#### [Task prompt]
Copy out the records word for word, from the line containing "written like (446,315)." through the line containing "Target: diced tomato", and include nothing else.
☆ ☆ ☆ ☆ ☆ ☆ ☆
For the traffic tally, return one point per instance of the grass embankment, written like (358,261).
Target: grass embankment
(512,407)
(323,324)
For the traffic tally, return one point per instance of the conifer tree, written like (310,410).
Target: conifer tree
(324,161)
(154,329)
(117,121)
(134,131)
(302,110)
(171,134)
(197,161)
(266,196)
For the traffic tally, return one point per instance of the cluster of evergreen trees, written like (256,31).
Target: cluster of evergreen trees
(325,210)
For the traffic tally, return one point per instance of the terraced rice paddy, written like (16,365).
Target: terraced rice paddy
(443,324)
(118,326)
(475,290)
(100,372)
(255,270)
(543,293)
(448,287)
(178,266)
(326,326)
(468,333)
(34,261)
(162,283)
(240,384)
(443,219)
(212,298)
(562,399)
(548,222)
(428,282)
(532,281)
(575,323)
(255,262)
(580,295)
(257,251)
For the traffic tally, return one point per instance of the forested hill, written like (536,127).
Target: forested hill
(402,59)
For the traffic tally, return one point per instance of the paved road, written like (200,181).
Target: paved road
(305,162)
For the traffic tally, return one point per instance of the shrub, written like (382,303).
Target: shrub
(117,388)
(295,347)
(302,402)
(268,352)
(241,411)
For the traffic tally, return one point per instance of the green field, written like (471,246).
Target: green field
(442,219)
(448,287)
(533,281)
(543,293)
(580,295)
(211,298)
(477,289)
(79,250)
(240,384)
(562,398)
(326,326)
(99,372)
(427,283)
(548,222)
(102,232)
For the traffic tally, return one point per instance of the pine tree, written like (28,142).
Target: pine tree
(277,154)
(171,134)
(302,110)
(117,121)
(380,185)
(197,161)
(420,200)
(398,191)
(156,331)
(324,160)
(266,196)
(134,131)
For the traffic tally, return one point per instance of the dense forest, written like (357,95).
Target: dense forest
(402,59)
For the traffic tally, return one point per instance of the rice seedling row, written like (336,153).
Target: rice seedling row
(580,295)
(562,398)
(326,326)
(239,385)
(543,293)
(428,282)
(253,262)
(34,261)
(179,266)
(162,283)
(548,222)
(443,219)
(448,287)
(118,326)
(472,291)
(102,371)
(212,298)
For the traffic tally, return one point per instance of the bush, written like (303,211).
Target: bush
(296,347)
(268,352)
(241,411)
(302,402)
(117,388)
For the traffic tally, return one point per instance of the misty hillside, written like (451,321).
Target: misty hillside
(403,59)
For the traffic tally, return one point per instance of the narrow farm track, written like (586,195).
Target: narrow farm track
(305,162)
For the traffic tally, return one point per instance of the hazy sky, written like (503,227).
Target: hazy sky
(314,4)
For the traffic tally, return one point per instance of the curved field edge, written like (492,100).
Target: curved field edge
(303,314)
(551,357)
☆ ☆ ☆ ☆ ☆ ☆ ☆
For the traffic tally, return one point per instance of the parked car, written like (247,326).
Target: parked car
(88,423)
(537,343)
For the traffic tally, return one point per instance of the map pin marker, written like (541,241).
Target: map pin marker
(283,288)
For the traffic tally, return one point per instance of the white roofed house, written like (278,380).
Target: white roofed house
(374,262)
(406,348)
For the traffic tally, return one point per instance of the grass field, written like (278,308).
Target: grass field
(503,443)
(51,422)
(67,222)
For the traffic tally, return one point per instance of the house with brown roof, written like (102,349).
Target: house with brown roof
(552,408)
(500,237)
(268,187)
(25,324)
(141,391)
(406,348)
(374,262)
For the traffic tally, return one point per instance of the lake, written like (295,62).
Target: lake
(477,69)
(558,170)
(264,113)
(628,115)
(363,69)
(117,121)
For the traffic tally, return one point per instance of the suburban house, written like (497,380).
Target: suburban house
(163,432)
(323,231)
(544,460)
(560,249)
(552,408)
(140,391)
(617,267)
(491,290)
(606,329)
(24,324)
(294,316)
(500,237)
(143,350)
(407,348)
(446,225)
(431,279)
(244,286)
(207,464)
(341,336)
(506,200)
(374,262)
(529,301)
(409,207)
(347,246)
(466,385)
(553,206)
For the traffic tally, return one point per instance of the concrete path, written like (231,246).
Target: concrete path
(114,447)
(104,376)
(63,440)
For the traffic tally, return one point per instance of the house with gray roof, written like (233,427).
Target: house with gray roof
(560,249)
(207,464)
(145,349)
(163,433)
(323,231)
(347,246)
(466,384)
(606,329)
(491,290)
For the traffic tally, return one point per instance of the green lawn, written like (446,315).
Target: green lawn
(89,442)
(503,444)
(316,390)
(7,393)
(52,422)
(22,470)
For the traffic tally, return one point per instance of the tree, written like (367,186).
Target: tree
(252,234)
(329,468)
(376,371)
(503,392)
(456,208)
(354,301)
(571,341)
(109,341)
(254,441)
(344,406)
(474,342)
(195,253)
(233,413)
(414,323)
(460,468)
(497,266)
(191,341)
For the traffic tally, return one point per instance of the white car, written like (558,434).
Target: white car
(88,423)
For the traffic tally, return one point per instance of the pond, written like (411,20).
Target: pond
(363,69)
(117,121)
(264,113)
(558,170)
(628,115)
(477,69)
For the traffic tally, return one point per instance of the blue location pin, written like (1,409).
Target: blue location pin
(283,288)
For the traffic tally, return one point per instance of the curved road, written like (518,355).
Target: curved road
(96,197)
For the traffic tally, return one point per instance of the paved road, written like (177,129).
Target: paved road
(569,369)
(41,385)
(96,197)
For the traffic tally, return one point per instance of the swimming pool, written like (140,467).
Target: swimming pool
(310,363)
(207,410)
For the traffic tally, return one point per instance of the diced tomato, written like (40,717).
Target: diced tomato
☆ ☆ ☆ ☆ ☆ ☆ ☆
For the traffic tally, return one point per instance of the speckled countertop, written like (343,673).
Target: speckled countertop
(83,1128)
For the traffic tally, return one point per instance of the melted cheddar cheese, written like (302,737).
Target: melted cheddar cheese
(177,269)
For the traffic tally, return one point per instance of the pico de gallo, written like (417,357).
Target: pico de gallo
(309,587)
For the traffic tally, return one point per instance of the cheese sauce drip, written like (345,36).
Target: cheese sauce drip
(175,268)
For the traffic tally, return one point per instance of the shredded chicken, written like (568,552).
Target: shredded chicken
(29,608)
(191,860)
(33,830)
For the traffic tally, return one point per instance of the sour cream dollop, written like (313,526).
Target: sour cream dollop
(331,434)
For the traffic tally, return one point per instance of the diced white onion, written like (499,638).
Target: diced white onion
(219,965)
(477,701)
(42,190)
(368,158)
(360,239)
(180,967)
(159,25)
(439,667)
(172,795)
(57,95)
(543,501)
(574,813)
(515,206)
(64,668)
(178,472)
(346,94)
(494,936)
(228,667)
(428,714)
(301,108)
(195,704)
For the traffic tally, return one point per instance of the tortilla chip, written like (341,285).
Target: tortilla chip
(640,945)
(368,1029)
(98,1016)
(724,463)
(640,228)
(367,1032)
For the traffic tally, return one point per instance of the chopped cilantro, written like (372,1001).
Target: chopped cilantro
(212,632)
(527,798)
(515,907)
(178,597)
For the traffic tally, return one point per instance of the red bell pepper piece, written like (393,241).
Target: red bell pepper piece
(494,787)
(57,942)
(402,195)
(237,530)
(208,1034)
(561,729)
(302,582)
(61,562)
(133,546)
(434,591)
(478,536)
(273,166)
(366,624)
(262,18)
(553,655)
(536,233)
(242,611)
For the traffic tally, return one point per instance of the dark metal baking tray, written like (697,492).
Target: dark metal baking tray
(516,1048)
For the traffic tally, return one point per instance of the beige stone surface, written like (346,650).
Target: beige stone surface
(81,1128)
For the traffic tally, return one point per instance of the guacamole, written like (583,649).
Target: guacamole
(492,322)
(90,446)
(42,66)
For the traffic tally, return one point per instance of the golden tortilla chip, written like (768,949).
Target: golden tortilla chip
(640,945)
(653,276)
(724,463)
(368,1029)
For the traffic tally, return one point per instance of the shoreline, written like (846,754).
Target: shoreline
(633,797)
☆ ☆ ☆ ☆ ☆ ☆ ☆
#### [Correct result]
For the traffic tally, return one point per instance of the green lawn, written like (446,315).
Target: green lawn
(89,442)
(503,444)
(316,390)
(7,393)
(52,422)
(22,470)
For the traffic tally, return one point per instance of the tree, written like (367,186).
Target: tree
(252,234)
(329,468)
(376,371)
(503,392)
(456,208)
(354,301)
(571,341)
(109,341)
(254,441)
(344,406)
(474,342)
(195,253)
(233,413)
(414,323)
(460,468)
(497,266)
(191,341)
For the traffic tally, return one point per instance of the white car, written like (558,434).
Target: white car
(88,423)
For the traffic tally, return one point per instance of the pond, written like (411,20).
Target: pond
(363,69)
(117,121)
(264,113)
(558,170)
(628,115)
(477,69)
For the traffic tally, return one point per instance of the blue location pin, written like (1,409).
Target: blue location pin
(283,288)
For the traffic tally, return one point per instance of the curved road, written like (518,355).
Target: curved road
(96,197)
For the traffic tally, return one point per instance of the paved road, written like (177,129).
Target: paved road
(569,369)
(41,385)
(96,197)
For the traffic tally, return one point per instance of the swimming pool, written like (140,467).
Target: swimming pool
(310,363)
(207,410)
For the traffic tally, return one point per instance of the diced tomato, written like (40,717).
Target: diced tomato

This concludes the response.